>> BEGIN EXERCISE INPUTS

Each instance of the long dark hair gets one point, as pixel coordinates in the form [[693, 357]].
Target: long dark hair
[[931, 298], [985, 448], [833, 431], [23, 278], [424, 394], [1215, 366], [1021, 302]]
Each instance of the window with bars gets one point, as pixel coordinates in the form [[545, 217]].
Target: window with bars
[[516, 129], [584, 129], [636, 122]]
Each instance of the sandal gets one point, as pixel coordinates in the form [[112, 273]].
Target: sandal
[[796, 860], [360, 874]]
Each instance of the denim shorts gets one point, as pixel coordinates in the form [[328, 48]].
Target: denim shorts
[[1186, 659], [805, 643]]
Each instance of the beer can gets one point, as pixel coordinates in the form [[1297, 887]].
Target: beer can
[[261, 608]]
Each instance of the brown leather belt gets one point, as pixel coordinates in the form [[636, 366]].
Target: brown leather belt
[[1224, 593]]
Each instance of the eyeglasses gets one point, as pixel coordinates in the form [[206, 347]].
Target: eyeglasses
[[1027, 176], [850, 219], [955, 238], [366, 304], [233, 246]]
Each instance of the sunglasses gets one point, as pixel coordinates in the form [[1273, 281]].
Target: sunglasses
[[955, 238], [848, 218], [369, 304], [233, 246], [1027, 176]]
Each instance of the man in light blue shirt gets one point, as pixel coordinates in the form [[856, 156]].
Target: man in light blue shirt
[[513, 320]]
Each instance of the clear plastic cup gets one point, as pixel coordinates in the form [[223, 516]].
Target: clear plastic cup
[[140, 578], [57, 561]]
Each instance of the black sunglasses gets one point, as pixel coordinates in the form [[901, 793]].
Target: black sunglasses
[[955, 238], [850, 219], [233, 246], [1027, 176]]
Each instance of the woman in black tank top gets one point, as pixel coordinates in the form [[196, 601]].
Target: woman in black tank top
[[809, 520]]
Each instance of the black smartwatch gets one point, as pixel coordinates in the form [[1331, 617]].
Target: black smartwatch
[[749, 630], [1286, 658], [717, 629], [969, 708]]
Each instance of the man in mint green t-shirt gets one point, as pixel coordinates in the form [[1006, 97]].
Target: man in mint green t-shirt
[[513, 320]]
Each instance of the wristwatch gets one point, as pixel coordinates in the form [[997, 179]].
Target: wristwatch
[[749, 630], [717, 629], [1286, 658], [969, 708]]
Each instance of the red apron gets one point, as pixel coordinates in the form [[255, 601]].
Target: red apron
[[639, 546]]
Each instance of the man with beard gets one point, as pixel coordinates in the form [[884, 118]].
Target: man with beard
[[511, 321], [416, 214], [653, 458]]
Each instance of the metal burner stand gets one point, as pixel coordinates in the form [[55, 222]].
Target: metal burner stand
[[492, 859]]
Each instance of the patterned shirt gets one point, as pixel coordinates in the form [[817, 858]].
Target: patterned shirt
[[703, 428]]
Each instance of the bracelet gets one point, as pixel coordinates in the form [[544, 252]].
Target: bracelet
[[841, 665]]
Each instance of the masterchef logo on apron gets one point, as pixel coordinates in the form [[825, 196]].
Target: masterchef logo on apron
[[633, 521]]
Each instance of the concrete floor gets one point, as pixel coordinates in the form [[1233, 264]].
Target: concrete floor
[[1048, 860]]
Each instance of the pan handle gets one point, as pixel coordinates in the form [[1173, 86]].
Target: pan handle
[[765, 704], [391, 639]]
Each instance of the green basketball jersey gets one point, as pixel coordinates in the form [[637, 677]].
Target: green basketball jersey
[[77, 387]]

>> END EXERCISE INPUTS

Convert the material above into a Markdown table with two columns, Row and Text, giving each non-blank line its own numbered row.

| Row | Text |
|---|---|
| 1 | Each instance of the long dark hair gets one point, as pixel coordinates in the form [[693, 357]]. |
| 2 | Target: long dark hair |
| 3 | [[931, 298], [985, 448], [833, 431], [23, 278], [424, 394], [1215, 366], [1021, 302]] |
| 4 | Each instance of the window with bars gets one point, as pixel coordinates in the form [[545, 217]]. |
| 5 | Target: window with bars |
| 6 | [[516, 129], [584, 129], [636, 122]] |
| 7 | Each instance of the sandal gets one point, as pixel coordinates in the form [[112, 273]]. |
| 8 | Target: sandal |
| 9 | [[796, 860], [360, 874]] |
| 10 | Each instance of the denim shorts gets one point, as pixel coordinates in the form [[328, 48]]. |
| 11 | Target: denim shorts |
| 12 | [[1186, 659], [805, 643]] |
| 13 | Each instance of the beer can gets one point, as pixel coordinates in the form [[1297, 887]]. |
| 14 | Target: beer can |
| 15 | [[261, 608]] |
| 16 | Each instance of the brown leather belt gets one point, as pixel coordinates in the form [[636, 366]]. |
| 17 | Target: brown leather belt |
| 18 | [[1224, 593]] |
| 19 | Each instance of the eyeglasses gets one point, as pixel coordinates in the form [[206, 347]]. |
| 20 | Target: eyeglasses |
| 21 | [[1027, 176], [850, 219], [955, 238], [366, 304], [233, 246]] |
| 22 | Each instance of the sunglasses gets one point, as pixel coordinates in the form [[1273, 281]]. |
| 23 | Target: sunglasses |
| 24 | [[955, 238], [848, 218], [369, 304], [233, 246], [1027, 176]] |
| 25 | Each instance of the man in light blue shirt gets one point, as pixel coordinates in the form [[856, 156]]. |
| 26 | Target: man in light blue shirt |
| 27 | [[513, 320]] |
| 28 | Each instance of the clear plastic cup gets one point, as pixel coordinates in the form [[223, 516]]. |
| 29 | Target: clear plastic cup |
| 30 | [[140, 578], [57, 561]] |
| 31 | Each instance of the black sunglasses gets one point, as pixel coordinates in the form [[901, 793]]. |
| 32 | Target: black sunglasses |
| 33 | [[955, 238], [850, 219], [233, 246], [1027, 176]] |
| 34 | Each instance of the woman in black tank top gets one point, as pixel coordinates in the form [[196, 601]]. |
| 35 | Target: woman in black tank top |
| 36 | [[809, 520]] |
| 37 | Each instance of the black smartwatch gets one point, as pixel coordinates in the form [[1331, 617]]. |
| 38 | Target: black smartwatch |
| 39 | [[749, 630], [1286, 658], [717, 629], [969, 708]] |
| 40 | Each instance of the man in mint green t-shirt gets one point, as pixel coordinates in the form [[1006, 97]]. |
| 41 | Target: man in mint green t-shirt |
| 42 | [[513, 320]] |
| 43 | Each instance of the wristwatch gets one point, as pixel coordinates in the form [[997, 179]]. |
| 44 | Target: wristwatch |
| 45 | [[749, 630], [717, 629], [1286, 658], [969, 708]] |
| 46 | Each instance of the red apron gets one point, as pixel coordinates in the form [[255, 601]]. |
| 47 | Target: red apron |
| 48 | [[639, 546]] |
| 49 | Each instance of the man with beard gets one point, as pixel coordinates in the form [[884, 118]]. |
| 50 | Target: man with beard |
| 51 | [[511, 321], [416, 214], [653, 458]] |
| 52 | Each instance of the metal burner stand gets one point, as pixel coordinates in the form [[55, 222]]. |
| 53 | Target: metal burner stand |
| 54 | [[492, 859]] |
| 55 | Each instance of the patterned shirt gets one point, as pixel coordinates in the form [[817, 858]]. |
| 56 | Target: patterned shirt |
| 57 | [[703, 428]] |
| 58 | Each instance of the bracelet gets one point, as pixel coordinates in the form [[544, 252]]. |
| 59 | Target: bracelet |
| 60 | [[841, 665]] |
| 61 | Each instance of the masterchef logo on apron gets one point, as pixel coordinates in the form [[825, 196]]. |
| 62 | Target: masterchef logo on apron |
| 63 | [[633, 521]] |
| 64 | Each instance of the concrete floor gets one point, as pixel coordinates in the form [[1233, 264]]. |
| 65 | Target: concrete floor |
| 66 | [[1048, 860]] |
| 67 | Each instance of the pan handle gets one point, as pixel coordinates in the form [[1173, 86]]. |
| 68 | Target: pan handle |
| 69 | [[765, 704], [391, 639]] |
| 70 | Each instance of the green basketball jersey gets one point, as pixel coordinates in the form [[637, 677]]. |
| 71 | Target: green basketball jersey |
| 72 | [[77, 387]] |